(Excerpts from a detection dataset)
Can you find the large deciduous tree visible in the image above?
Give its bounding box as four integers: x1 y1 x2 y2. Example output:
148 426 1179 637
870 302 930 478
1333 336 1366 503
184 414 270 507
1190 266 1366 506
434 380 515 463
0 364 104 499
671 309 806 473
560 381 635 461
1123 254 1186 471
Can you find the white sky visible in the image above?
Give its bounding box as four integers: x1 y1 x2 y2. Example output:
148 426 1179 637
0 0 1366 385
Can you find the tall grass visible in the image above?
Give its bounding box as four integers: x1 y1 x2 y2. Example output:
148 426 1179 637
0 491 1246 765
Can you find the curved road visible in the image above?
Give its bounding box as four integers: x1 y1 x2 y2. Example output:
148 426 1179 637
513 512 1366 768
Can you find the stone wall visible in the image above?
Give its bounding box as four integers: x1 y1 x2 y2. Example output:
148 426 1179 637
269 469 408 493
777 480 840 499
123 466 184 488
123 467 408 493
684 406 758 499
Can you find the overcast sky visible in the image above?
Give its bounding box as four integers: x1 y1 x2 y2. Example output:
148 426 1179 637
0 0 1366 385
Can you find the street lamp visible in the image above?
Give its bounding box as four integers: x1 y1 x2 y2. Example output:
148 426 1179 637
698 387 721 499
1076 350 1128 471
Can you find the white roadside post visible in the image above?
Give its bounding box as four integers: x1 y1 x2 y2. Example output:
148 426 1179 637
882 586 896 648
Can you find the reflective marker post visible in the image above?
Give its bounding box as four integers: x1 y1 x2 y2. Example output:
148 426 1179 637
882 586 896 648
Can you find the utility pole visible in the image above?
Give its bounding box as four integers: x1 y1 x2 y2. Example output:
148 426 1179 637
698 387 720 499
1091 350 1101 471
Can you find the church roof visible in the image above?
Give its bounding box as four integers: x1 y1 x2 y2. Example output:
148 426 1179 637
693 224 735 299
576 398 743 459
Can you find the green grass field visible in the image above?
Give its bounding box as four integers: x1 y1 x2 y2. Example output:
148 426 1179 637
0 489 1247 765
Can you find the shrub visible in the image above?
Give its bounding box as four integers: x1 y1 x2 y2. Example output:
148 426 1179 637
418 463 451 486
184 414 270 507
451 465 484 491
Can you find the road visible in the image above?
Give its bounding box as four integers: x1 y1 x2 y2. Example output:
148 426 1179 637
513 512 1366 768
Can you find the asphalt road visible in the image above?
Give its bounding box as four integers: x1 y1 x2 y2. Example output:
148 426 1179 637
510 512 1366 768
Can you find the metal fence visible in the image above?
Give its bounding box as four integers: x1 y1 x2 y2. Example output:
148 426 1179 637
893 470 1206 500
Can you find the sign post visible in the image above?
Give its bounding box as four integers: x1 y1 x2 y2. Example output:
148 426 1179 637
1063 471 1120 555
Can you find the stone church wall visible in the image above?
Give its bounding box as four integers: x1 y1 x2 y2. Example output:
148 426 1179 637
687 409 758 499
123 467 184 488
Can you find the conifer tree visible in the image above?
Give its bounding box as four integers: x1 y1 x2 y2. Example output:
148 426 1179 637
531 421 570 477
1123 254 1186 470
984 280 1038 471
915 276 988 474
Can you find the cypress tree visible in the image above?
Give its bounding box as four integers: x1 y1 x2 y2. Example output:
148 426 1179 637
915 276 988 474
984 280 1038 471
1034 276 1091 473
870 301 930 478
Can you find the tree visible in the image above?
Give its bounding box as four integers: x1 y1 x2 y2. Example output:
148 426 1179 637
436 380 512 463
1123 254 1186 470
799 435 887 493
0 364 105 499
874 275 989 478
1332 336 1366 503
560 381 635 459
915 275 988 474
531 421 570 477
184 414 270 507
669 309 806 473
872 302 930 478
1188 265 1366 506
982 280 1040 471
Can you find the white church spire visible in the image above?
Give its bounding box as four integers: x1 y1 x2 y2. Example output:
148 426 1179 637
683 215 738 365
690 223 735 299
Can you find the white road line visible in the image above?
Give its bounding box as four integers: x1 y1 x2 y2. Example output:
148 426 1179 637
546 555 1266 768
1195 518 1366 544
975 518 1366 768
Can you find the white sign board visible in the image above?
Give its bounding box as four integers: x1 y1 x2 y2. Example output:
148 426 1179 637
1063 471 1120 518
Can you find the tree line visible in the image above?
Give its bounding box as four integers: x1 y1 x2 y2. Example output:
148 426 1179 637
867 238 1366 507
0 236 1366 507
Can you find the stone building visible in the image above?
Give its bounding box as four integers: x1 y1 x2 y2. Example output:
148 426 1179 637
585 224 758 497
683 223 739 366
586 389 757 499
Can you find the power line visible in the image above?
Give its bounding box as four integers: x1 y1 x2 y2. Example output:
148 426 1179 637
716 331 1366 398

...

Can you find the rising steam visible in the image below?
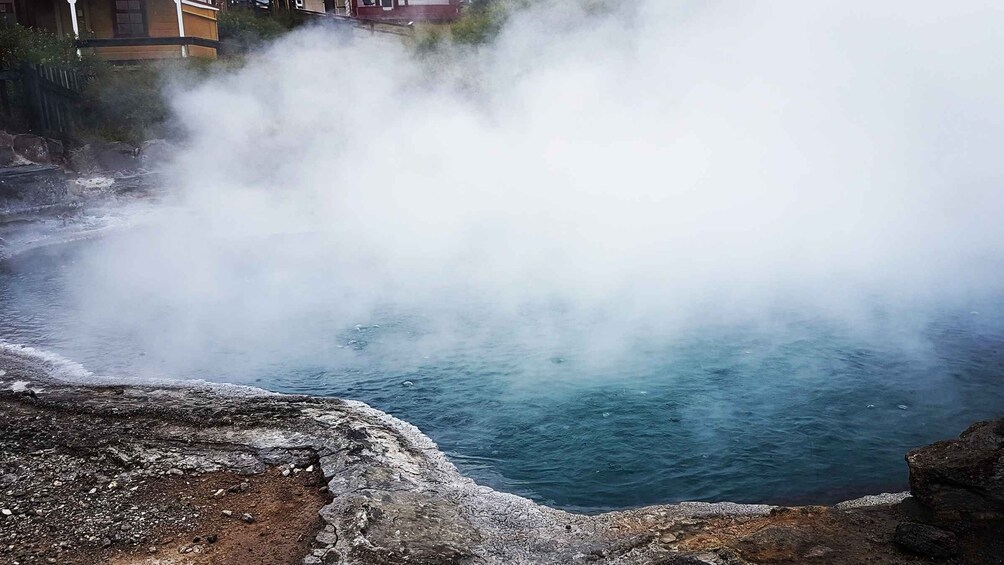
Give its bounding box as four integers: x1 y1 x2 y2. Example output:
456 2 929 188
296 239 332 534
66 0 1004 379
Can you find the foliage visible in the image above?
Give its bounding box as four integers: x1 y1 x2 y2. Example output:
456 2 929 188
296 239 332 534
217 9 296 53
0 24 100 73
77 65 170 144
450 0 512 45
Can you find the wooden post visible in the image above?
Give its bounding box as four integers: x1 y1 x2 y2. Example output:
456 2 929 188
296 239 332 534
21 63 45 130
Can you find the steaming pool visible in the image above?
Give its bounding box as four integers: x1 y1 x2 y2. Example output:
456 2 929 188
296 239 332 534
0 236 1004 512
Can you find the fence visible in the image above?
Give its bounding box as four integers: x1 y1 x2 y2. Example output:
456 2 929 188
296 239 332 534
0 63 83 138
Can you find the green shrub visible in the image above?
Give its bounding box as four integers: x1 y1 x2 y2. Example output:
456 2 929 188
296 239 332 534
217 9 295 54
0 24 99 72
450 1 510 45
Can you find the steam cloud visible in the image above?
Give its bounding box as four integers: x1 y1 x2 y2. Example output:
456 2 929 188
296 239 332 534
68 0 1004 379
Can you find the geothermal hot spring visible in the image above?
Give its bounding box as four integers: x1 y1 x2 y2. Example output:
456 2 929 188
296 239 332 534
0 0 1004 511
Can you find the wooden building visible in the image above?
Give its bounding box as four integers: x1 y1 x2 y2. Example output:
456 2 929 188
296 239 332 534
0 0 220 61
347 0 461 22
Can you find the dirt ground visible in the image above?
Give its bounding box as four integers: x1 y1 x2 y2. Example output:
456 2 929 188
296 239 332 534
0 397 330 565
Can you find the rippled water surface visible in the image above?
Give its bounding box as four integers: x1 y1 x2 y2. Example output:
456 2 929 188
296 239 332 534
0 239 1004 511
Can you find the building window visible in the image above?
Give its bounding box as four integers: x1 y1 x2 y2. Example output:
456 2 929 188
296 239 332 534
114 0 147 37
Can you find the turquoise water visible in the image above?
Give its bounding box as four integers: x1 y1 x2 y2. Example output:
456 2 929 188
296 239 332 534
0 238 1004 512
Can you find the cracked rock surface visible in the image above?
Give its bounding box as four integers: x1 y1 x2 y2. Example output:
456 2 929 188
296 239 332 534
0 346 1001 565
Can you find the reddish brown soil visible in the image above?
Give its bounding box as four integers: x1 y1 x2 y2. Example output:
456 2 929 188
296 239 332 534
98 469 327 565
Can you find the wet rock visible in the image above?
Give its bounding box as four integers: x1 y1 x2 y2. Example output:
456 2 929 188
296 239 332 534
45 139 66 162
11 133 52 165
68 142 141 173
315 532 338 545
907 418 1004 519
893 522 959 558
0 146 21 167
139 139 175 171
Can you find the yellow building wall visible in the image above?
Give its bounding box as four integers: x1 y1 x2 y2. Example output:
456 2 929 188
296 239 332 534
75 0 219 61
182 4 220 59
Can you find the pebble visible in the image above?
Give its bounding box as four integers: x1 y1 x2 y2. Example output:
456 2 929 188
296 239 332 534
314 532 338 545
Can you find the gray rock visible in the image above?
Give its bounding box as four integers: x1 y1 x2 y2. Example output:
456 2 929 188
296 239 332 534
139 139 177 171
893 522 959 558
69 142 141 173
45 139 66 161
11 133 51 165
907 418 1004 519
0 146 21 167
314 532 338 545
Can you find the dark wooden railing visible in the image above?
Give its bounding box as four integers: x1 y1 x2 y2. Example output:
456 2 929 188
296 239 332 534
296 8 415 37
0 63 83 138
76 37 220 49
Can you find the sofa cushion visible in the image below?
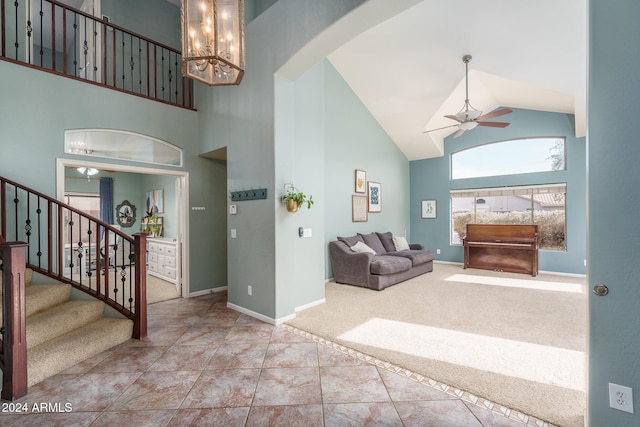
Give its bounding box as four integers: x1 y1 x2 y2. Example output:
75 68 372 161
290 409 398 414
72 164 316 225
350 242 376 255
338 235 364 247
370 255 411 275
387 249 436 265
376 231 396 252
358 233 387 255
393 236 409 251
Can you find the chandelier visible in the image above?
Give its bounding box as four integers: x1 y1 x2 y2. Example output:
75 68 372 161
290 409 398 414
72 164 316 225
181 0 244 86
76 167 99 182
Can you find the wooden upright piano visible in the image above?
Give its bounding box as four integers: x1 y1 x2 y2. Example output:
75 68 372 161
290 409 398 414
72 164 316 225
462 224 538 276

* [Task directions]
Retype the lines of the entries starting at the line that contains "Can you find the green shrub" and ending at the line that contains "450 1 510 45", with both of those lines included and nothing changed.

* [Exercise solution]
Can you find the green shrub visible in the image above?
Give its bounding box as four integers: x1 y1 x2 y2. Example output:
456 2 929 188
296 239 332 534
217 9 295 54
0 24 99 72
450 1 510 45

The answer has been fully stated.